TASK ITEM :: Copy exactly, and only, the lines between the start of the entries below and the line containing "Query: fabric texture of jacket", both inclusive. Omit pictures.
─── SUPPLIED MATERIAL
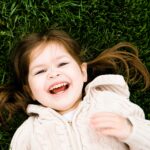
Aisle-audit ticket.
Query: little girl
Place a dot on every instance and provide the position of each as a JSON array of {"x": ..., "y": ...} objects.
[{"x": 49, "y": 83}]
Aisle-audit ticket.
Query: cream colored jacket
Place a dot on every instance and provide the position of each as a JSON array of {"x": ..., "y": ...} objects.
[{"x": 45, "y": 129}]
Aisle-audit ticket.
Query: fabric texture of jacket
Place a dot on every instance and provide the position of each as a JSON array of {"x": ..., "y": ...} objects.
[{"x": 45, "y": 129}]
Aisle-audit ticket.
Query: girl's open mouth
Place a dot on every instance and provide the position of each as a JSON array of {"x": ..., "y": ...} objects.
[{"x": 59, "y": 88}]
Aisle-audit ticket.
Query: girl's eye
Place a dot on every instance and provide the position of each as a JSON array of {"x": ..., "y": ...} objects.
[
  {"x": 40, "y": 71},
  {"x": 62, "y": 64}
]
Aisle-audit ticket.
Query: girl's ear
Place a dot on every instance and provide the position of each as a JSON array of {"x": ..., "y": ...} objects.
[{"x": 84, "y": 71}]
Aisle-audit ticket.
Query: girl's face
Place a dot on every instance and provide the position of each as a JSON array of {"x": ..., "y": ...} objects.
[{"x": 55, "y": 78}]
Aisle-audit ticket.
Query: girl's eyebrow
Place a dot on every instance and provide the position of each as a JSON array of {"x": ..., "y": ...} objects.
[{"x": 42, "y": 65}]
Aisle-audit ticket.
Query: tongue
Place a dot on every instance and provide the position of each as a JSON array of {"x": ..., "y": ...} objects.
[{"x": 57, "y": 90}]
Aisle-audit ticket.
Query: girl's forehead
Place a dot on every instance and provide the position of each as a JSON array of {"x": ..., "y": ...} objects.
[{"x": 54, "y": 48}]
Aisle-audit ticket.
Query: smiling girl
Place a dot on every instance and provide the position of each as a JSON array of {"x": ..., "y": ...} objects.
[{"x": 73, "y": 110}]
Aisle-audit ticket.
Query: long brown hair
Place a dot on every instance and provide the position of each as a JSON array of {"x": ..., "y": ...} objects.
[{"x": 120, "y": 59}]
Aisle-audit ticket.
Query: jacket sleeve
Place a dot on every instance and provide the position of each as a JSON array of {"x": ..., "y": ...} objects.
[
  {"x": 21, "y": 138},
  {"x": 114, "y": 94},
  {"x": 140, "y": 136}
]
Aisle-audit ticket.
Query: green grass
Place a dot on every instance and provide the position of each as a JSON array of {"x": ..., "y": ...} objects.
[{"x": 95, "y": 24}]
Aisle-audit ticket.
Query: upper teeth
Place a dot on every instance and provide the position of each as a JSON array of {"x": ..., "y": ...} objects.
[{"x": 57, "y": 86}]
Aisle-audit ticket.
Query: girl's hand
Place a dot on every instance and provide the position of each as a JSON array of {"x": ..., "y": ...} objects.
[{"x": 111, "y": 124}]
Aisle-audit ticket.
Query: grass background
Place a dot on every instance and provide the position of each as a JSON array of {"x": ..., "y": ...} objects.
[{"x": 95, "y": 24}]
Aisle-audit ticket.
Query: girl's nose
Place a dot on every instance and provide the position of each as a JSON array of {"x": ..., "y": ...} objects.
[{"x": 53, "y": 74}]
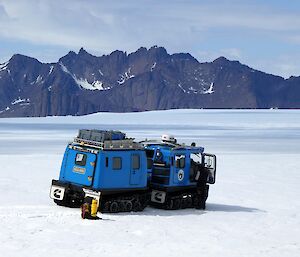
──────
RESPONSE TO THIS EXERCISE ::
Aisle-audit ticket.
Query: little girl
Place a dot on every instance and provide the position of each as a JSON array of {"x": ..., "y": ...} objects.
[{"x": 49, "y": 83}]
Aisle-audit ticket.
Query: cream colored jacket
Place a dot on every instance and provide the position of each as a JSON array of {"x": ..., "y": ...} objects.
[{"x": 45, "y": 129}]
Aisle-audit ticket.
Query: fabric texture of jacket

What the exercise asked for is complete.